**BACAAN:**
..............................

Fitria ulfah

Belum menuliskan informasi profilenya.

Selengkapnya
Navigasi Web

Cerita Dibalik Kehilangan Sosok Seorang Ayah

Namaku Fitria anak ke 2 dari 2 bersaudara, aku terlahir dan dibesarkan dari keluarga yang sederhana, Ibuku seorang ibu rumah tangga dan ayahku seorang pegawai negeri sipil, dari sejak aku kecil mereka mendidikku dengan sangat keras, mereka mengajarkan aku berkorban dalam segala hal, berkorban untuk mendapatkan apa yang aku mau, tak jarang ibu dan ayahku sesekali berselisih paham dalam mendidik dan membesarkanku, ibuku yang punya rasa tidak tega lebih besar terhadap anak-anaknya ketimbang ayahku, namun ibu selalu berusaha untuk selalu sejajar dengan ayah dalam menerapkan pola asuh dan didik terhadap kami anak-anaknya.

Dari sejak aku kecil aku lebih dekat dengan ayah ketimbang ibuku, aku gak pernah menangis ketika ibuku pamit pergi untuk sekedar menghadiri rapat kader PKK atau pergi berbelanja ke pasar, namun berbeda dengan ketika ayahku yang pamit untuk pergi tentunya pergi selain pergi ke kantor, aku selalu menangis dan merajuk meminta ayahku agar mengajak aku pergi. Ketika bangun pagi pun yang aku cari bukan ibuku melainkan ayahku, setiap pagi aku selalu minta dimandikan dan disuapi oleh ayahku sebelum ayah pergi ke kantor, rutinitas pagi seperti ini berlangsung sampai aku duduk dibangku kelas 3 SD.

Aku selalu meminta buah tangan kepada ayahku setiap kali ayahku pergi kemana pun, ntah itu pergi ke kantor atau pergi keluar selain kantor, buah tangan yang aku minta setiap ayahku pergi tidak pernah berubah antara buah peer, yakult atau coklat silver queen, setiap ayah pulang selalu ku sambut dengan senyum bahagia tentunya sambil ku buka buah tangan apa yang ayah belikan buatku, bahagiaku sangat sederhana ketika itu melihat ayahku pulang dengan membawa buah tangan saja sudah sangat membuat aku sangat bahagia.

Namun semua berubah ketika ayahku pergi untuk selama-lamanya, masih teringat jelas ketika ayahku pamit untuk pergi menjenguk nenekku di kampung halamannya di Ciamis, ketika itu ayahku hanya pamit untuk pergi 2 hari di hari Sabtu dan Minggu, namun di Minggu sore tiba-tiba ibu dapat telepon dari kakak ayahku yang mengabarkan bahwa ayah kecelakaan, sontak aku kaget dan menangis ketika mendengar kabar itu, aku dan ibu segera bergegas pergi untuk menjenguk ayah yang sudah dibawa ke rumah sakit umum Tasikmalaya, kondisi ayah saat itu lukanya cukup parah kakinya patah dan harus di amputasi karena tetanus. Kata dokter di rumah sakit yang menemani ayahku saat itu lukanya ayah belum bersih namun sudah dijahit oleh dokter yang menangani ayah pertama kali, harusnya sebelum dijahit lukanya dibersihkan terlebih dahulu jika sudah benar-benar bersih barulah dijahit.

..............................

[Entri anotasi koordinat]
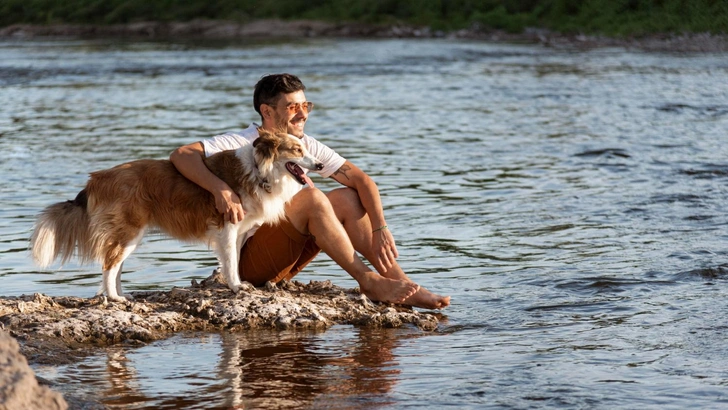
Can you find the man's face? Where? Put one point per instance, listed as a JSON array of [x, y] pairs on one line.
[[290, 113]]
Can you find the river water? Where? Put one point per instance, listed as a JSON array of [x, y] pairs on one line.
[[572, 203]]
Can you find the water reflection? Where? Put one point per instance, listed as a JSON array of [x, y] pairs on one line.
[[341, 368]]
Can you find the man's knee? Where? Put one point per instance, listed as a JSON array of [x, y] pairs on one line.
[[346, 203], [344, 198], [310, 199]]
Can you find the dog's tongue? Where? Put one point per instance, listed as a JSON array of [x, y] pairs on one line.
[[296, 171]]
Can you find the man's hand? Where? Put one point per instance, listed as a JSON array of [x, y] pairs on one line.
[[385, 248], [228, 203]]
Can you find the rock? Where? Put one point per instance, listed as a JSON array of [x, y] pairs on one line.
[[47, 325], [19, 389]]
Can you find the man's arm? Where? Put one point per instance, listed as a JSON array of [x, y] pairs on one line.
[[188, 160], [382, 240]]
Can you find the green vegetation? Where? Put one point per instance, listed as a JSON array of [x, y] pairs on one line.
[[609, 17]]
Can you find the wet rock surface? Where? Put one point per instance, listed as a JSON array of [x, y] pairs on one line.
[[57, 329]]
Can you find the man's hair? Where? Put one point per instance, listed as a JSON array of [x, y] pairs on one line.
[[271, 86]]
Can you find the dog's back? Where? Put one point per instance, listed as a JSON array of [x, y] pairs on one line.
[[151, 193]]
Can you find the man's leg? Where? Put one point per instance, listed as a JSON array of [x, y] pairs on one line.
[[351, 214], [311, 213]]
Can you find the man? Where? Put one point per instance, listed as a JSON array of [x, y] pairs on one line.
[[340, 223]]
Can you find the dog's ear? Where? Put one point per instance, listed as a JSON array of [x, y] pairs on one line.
[[266, 150]]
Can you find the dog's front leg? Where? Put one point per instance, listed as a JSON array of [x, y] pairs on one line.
[[227, 252]]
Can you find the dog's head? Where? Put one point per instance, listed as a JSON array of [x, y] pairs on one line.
[[280, 147]]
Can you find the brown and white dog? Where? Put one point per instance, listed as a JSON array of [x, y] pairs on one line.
[[109, 217]]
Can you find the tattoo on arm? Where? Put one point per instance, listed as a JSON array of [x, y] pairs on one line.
[[342, 172]]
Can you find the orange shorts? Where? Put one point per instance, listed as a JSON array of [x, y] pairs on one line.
[[276, 252]]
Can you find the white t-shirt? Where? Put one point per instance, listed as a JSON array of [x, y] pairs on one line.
[[231, 140]]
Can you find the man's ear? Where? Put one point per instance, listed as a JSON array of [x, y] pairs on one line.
[[266, 149], [267, 111]]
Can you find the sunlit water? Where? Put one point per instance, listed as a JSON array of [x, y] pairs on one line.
[[573, 204]]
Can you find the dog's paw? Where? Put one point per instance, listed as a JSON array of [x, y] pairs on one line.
[[235, 287], [123, 298]]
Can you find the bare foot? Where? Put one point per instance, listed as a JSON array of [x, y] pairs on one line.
[[425, 299], [383, 289]]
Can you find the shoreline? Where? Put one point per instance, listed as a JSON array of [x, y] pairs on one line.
[[267, 29]]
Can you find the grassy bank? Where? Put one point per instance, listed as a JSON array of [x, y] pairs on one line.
[[607, 17]]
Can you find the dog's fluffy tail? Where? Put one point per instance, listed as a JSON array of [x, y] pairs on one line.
[[62, 230]]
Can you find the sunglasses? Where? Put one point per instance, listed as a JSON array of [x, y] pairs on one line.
[[293, 108]]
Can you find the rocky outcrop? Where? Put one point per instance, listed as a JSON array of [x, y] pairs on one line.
[[48, 325], [19, 389]]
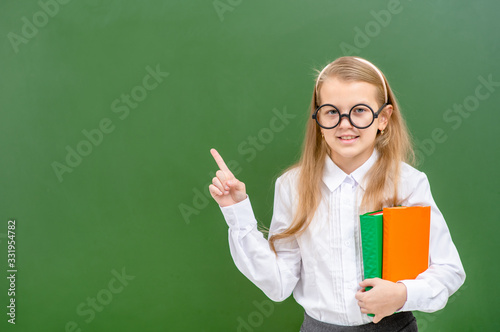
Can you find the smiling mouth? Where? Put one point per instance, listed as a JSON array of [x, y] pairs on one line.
[[348, 138]]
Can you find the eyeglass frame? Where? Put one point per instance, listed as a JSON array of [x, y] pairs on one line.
[[348, 115]]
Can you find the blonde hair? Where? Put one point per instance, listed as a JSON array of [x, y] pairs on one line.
[[394, 146]]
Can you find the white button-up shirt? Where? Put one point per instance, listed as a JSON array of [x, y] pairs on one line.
[[323, 266]]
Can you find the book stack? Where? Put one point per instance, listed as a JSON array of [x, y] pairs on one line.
[[396, 242]]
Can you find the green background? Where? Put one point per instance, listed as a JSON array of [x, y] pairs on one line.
[[232, 66]]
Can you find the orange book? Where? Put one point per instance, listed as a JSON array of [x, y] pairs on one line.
[[406, 242]]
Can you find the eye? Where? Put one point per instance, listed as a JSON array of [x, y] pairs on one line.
[[331, 111], [360, 110]]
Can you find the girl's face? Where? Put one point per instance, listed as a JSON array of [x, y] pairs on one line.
[[349, 146]]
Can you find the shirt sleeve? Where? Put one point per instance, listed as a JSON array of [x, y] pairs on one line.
[[431, 289], [275, 275]]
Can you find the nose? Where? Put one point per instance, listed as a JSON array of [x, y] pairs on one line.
[[346, 123]]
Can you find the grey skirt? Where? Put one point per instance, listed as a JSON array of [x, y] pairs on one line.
[[401, 322]]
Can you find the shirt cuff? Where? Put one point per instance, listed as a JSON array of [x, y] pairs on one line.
[[239, 215], [416, 293]]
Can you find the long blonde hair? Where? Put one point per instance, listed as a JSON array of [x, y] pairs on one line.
[[394, 146]]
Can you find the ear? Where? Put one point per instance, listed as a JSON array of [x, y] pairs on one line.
[[384, 116]]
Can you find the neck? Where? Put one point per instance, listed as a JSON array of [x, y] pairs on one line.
[[349, 165]]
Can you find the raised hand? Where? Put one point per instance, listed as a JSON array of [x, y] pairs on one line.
[[225, 188]]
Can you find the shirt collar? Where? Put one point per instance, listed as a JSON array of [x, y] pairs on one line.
[[333, 176]]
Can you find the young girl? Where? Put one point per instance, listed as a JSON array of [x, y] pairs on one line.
[[353, 161]]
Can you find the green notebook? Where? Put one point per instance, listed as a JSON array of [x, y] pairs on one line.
[[372, 230], [372, 241]]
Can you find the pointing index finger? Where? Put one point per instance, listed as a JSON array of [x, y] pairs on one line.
[[220, 162]]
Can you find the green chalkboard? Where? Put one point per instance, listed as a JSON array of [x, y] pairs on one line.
[[108, 111]]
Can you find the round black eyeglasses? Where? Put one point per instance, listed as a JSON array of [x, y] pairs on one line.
[[360, 116]]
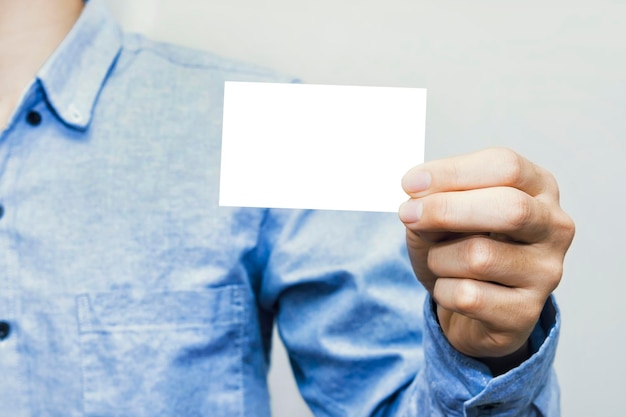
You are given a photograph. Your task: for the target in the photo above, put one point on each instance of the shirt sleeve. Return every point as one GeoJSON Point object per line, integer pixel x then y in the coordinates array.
{"type": "Point", "coordinates": [360, 331]}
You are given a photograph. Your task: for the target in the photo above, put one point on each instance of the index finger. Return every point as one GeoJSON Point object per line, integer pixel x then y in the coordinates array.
{"type": "Point", "coordinates": [495, 167]}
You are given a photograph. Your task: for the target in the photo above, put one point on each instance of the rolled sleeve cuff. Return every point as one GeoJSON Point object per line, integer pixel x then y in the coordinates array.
{"type": "Point", "coordinates": [459, 382]}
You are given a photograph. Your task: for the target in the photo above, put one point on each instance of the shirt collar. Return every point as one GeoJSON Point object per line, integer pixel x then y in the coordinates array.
{"type": "Point", "coordinates": [73, 76]}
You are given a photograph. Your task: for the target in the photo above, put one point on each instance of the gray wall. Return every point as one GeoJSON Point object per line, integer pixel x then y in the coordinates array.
{"type": "Point", "coordinates": [545, 78]}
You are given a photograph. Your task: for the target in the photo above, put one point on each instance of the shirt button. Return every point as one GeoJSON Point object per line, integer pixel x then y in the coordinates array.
{"type": "Point", "coordinates": [33, 118]}
{"type": "Point", "coordinates": [486, 409]}
{"type": "Point", "coordinates": [5, 329]}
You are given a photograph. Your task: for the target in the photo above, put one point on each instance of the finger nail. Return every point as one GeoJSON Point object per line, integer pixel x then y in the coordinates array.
{"type": "Point", "coordinates": [411, 211]}
{"type": "Point", "coordinates": [416, 181]}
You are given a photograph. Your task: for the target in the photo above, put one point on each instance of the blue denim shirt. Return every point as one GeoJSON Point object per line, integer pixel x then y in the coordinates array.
{"type": "Point", "coordinates": [127, 291]}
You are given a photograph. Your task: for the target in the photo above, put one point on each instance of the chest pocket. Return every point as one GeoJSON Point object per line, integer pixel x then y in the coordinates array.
{"type": "Point", "coordinates": [162, 354]}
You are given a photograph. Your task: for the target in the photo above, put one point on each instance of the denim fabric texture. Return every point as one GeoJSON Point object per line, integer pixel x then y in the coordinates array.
{"type": "Point", "coordinates": [128, 291]}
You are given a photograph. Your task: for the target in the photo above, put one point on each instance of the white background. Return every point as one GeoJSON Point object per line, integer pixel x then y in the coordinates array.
{"type": "Point", "coordinates": [545, 78]}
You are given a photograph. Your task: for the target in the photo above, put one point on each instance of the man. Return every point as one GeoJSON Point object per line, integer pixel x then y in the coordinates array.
{"type": "Point", "coordinates": [127, 291]}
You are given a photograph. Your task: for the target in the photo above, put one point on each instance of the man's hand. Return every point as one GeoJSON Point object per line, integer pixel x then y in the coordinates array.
{"type": "Point", "coordinates": [487, 238]}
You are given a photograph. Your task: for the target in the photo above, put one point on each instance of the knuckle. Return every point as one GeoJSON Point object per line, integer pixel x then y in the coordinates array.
{"type": "Point", "coordinates": [439, 212]}
{"type": "Point", "coordinates": [480, 256]}
{"type": "Point", "coordinates": [567, 227]}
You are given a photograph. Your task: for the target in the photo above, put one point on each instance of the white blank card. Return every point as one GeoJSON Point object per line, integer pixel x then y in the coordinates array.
{"type": "Point", "coordinates": [319, 146]}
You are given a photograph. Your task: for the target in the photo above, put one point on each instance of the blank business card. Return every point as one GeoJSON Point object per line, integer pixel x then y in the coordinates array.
{"type": "Point", "coordinates": [320, 147]}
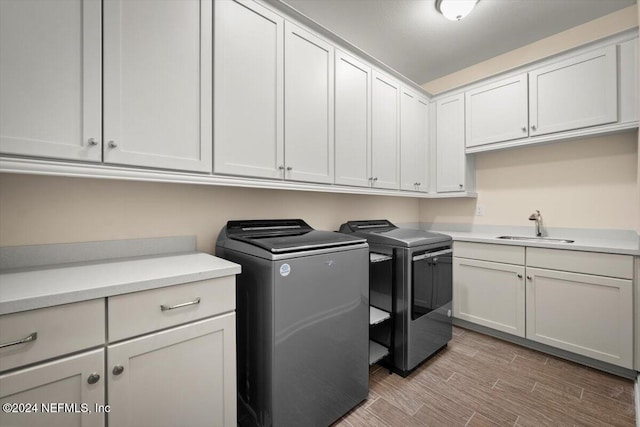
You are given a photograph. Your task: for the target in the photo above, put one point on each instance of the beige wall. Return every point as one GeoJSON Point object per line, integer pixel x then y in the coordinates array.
{"type": "Point", "coordinates": [613, 23]}
{"type": "Point", "coordinates": [590, 183]}
{"type": "Point", "coordinates": [39, 210]}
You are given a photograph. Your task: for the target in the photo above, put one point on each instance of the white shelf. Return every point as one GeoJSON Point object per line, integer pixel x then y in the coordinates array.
{"type": "Point", "coordinates": [376, 352]}
{"type": "Point", "coordinates": [373, 257]}
{"type": "Point", "coordinates": [377, 316]}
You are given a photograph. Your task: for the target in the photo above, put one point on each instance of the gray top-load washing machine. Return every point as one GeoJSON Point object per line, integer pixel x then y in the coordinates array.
{"type": "Point", "coordinates": [302, 321]}
{"type": "Point", "coordinates": [419, 292]}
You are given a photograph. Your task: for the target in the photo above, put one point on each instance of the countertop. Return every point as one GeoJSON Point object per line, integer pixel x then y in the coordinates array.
{"type": "Point", "coordinates": [586, 244]}
{"type": "Point", "coordinates": [623, 242]}
{"type": "Point", "coordinates": [45, 286]}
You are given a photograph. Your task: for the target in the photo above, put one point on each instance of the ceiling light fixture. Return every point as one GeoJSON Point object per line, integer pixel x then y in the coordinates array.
{"type": "Point", "coordinates": [455, 10]}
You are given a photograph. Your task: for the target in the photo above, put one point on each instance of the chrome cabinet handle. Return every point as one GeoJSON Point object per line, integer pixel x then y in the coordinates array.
{"type": "Point", "coordinates": [184, 304]}
{"type": "Point", "coordinates": [93, 378]}
{"type": "Point", "coordinates": [31, 337]}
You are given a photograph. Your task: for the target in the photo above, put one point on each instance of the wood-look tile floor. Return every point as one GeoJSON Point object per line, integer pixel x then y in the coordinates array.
{"type": "Point", "coordinates": [482, 381]}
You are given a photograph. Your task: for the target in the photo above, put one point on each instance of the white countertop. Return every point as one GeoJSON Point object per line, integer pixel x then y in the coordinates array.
{"type": "Point", "coordinates": [587, 244]}
{"type": "Point", "coordinates": [45, 286]}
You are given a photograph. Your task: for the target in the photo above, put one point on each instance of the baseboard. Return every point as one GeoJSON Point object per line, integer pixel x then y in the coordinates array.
{"type": "Point", "coordinates": [637, 399]}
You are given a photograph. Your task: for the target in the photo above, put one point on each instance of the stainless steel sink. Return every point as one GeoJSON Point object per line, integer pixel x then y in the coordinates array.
{"type": "Point", "coordinates": [536, 239]}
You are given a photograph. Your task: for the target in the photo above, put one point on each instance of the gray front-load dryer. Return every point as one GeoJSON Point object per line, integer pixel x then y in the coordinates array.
{"type": "Point", "coordinates": [302, 321]}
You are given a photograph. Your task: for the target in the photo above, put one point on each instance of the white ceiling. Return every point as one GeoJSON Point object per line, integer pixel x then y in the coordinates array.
{"type": "Point", "coordinates": [413, 38]}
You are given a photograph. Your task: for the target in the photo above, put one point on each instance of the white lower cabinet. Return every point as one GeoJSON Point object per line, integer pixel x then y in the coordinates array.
{"type": "Point", "coordinates": [490, 294]}
{"type": "Point", "coordinates": [586, 314]}
{"type": "Point", "coordinates": [580, 302]}
{"type": "Point", "coordinates": [181, 376]}
{"type": "Point", "coordinates": [170, 360]}
{"type": "Point", "coordinates": [76, 382]}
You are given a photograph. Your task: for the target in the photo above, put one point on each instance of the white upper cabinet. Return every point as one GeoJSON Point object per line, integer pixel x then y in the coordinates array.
{"type": "Point", "coordinates": [497, 112]}
{"type": "Point", "coordinates": [385, 132]}
{"type": "Point", "coordinates": [414, 113]}
{"type": "Point", "coordinates": [628, 75]}
{"type": "Point", "coordinates": [50, 79]}
{"type": "Point", "coordinates": [158, 83]}
{"type": "Point", "coordinates": [353, 121]}
{"type": "Point", "coordinates": [308, 100]}
{"type": "Point", "coordinates": [249, 90]}
{"type": "Point", "coordinates": [578, 92]}
{"type": "Point", "coordinates": [451, 161]}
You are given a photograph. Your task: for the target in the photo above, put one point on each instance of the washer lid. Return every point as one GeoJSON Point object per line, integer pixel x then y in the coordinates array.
{"type": "Point", "coordinates": [383, 232]}
{"type": "Point", "coordinates": [281, 236]}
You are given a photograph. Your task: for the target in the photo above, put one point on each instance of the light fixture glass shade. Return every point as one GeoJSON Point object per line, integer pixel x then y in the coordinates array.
{"type": "Point", "coordinates": [455, 10]}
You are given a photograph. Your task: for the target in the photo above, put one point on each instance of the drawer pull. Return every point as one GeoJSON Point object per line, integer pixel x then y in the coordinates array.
{"type": "Point", "coordinates": [32, 337]}
{"type": "Point", "coordinates": [93, 378]}
{"type": "Point", "coordinates": [184, 304]}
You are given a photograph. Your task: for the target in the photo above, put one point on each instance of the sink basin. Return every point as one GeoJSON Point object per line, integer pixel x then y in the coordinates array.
{"type": "Point", "coordinates": [536, 239]}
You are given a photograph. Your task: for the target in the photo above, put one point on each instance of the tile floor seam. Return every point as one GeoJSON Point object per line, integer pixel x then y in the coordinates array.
{"type": "Point", "coordinates": [470, 418]}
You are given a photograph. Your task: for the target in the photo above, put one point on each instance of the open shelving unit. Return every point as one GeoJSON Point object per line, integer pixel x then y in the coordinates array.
{"type": "Point", "coordinates": [380, 309]}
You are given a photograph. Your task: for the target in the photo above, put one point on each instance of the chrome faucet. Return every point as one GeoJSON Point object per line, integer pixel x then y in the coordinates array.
{"type": "Point", "coordinates": [538, 219]}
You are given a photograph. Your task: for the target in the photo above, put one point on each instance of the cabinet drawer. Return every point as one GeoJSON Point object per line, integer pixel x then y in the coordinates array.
{"type": "Point", "coordinates": [57, 330]}
{"type": "Point", "coordinates": [600, 264]}
{"type": "Point", "coordinates": [487, 252]}
{"type": "Point", "coordinates": [141, 312]}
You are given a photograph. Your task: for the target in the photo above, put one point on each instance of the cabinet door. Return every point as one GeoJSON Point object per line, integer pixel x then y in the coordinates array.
{"type": "Point", "coordinates": [50, 79]}
{"type": "Point", "coordinates": [66, 381]}
{"type": "Point", "coordinates": [497, 112]}
{"type": "Point", "coordinates": [490, 294]}
{"type": "Point", "coordinates": [249, 90]}
{"type": "Point", "coordinates": [585, 314]}
{"type": "Point", "coordinates": [158, 83]}
{"type": "Point", "coordinates": [353, 121]}
{"type": "Point", "coordinates": [308, 94]}
{"type": "Point", "coordinates": [413, 142]}
{"type": "Point", "coordinates": [574, 93]}
{"type": "Point", "coordinates": [181, 376]}
{"type": "Point", "coordinates": [385, 132]}
{"type": "Point", "coordinates": [450, 170]}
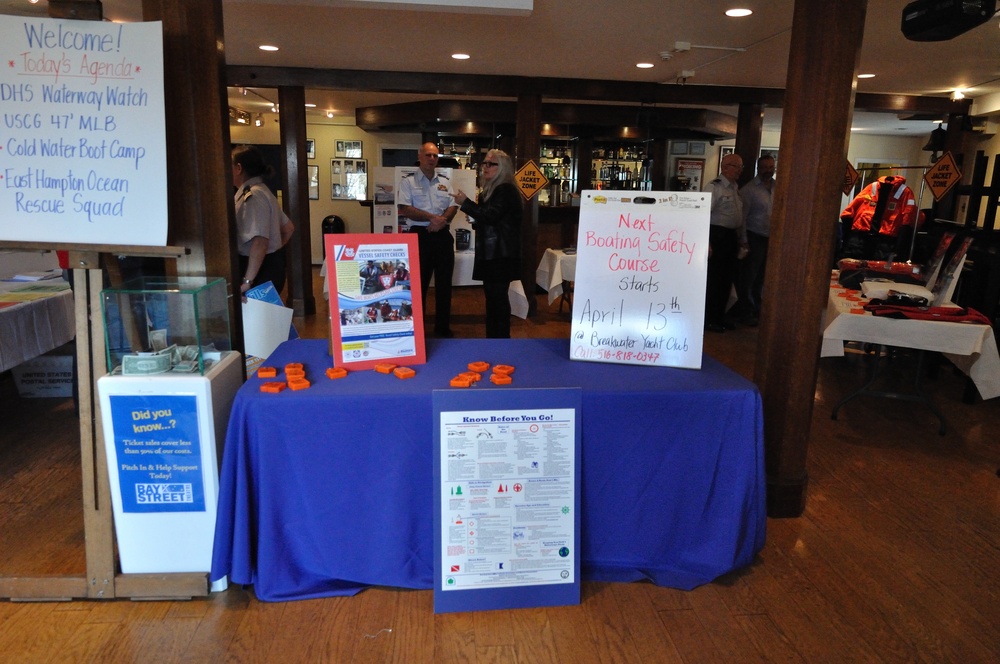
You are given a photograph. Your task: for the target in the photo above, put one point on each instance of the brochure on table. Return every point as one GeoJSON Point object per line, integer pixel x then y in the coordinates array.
{"type": "Point", "coordinates": [506, 483]}
{"type": "Point", "coordinates": [642, 261]}
{"type": "Point", "coordinates": [377, 313]}
{"type": "Point", "coordinates": [84, 141]}
{"type": "Point", "coordinates": [267, 322]}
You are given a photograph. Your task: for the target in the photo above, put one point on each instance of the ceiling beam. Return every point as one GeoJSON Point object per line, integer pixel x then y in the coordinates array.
{"type": "Point", "coordinates": [473, 85]}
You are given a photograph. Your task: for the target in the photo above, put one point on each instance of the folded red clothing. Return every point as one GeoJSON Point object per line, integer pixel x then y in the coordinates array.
{"type": "Point", "coordinates": [948, 314]}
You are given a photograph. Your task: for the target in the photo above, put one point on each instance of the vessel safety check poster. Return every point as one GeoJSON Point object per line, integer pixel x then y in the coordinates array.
{"type": "Point", "coordinates": [506, 482]}
{"type": "Point", "coordinates": [639, 296]}
{"type": "Point", "coordinates": [83, 140]}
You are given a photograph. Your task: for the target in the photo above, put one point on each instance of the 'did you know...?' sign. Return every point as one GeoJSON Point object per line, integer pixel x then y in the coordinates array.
{"type": "Point", "coordinates": [82, 136]}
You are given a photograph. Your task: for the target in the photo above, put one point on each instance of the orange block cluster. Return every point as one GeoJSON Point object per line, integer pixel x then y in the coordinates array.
{"type": "Point", "coordinates": [404, 372]}
{"type": "Point", "coordinates": [336, 372]}
{"type": "Point", "coordinates": [500, 376]}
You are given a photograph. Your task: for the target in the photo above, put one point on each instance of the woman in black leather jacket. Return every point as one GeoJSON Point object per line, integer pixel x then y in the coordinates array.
{"type": "Point", "coordinates": [497, 222]}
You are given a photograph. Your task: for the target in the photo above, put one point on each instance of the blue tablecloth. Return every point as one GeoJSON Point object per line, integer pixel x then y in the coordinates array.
{"type": "Point", "coordinates": [328, 490]}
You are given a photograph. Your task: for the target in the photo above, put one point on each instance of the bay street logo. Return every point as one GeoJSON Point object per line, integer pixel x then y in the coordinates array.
{"type": "Point", "coordinates": [150, 494]}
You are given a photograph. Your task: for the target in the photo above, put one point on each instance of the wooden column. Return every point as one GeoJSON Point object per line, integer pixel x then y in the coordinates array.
{"type": "Point", "coordinates": [528, 132]}
{"type": "Point", "coordinates": [814, 138]}
{"type": "Point", "coordinates": [292, 101]}
{"type": "Point", "coordinates": [749, 126]}
{"type": "Point", "coordinates": [200, 195]}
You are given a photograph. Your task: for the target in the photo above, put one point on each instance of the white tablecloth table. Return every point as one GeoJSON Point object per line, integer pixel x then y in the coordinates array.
{"type": "Point", "coordinates": [556, 268]}
{"type": "Point", "coordinates": [35, 326]}
{"type": "Point", "coordinates": [970, 347]}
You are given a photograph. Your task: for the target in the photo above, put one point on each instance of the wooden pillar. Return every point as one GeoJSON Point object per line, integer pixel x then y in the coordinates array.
{"type": "Point", "coordinates": [83, 10]}
{"type": "Point", "coordinates": [292, 102]}
{"type": "Point", "coordinates": [528, 132]}
{"type": "Point", "coordinates": [200, 195]}
{"type": "Point", "coordinates": [749, 126]}
{"type": "Point", "coordinates": [814, 138]}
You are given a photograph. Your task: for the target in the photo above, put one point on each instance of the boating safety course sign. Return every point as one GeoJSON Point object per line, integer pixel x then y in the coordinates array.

..............................

**YANG AKAN DIKERJAKAN:**
(1) Menurut bacaan, ke rumah sakit mana ayah dibawa setelah kecelakaan?
(2) Kembalikan sebagian bacaan tanpa perubahan apa pun, mulai dari kata-kata yang memuat "Cerita Dibalik Kehilangan" dan berhenti sesudah "terhadap kami anak-anaknya.".

**JAWABAN YANG DIBERIKAN:**
(1) Ke rumah sakit umum Tasikmalaya.

(2)
Cerita Dibalik Kehilangan Sosok Seorang Ayah

Namaku Fitria anak ke 2 dari 2 bersaudara, aku terlahir dan dibesarkan dari keluarga yang sederhana, Ibuku seorang ibu rumah tangga dan ayahku seorang pegawai negeri sipil, dari sejak aku kecil mereka mendidikku dengan sangat keras, mereka mengajarkan aku berkorban dalam segala hal, berkorban untuk mendapatkan apa yang aku mau, tak jarang ibu dan ayahku sesekali berselisih paham dalam mendidik dan membesarkanku, ibuku yang punya rasa tidak tega lebih besar terhadap anak-anaknya ketimbang ayahku, namun ibu selalu berusaha untuk selalu sejajar dengan ayah dalam menerapkan pola asuh dan didik terhadap kami anak-anaknya.